MATERIAL SUPPLIED:
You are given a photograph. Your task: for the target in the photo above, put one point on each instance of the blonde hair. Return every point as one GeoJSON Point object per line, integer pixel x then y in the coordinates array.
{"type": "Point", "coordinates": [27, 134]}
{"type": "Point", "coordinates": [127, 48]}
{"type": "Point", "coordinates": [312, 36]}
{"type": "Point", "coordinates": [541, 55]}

WORK ORDER: Copy out every entry above exactly.

SOLUTION FOR THIS PROBLEM:
You are given a photograph. Your task: for the target in the photo above, put one point on each instance of the blonde hair. Return every point as one GeoJSON Point object per line, integer pixel x then y in the coordinates array.
{"type": "Point", "coordinates": [27, 134]}
{"type": "Point", "coordinates": [127, 48]}
{"type": "Point", "coordinates": [312, 36]}
{"type": "Point", "coordinates": [541, 55]}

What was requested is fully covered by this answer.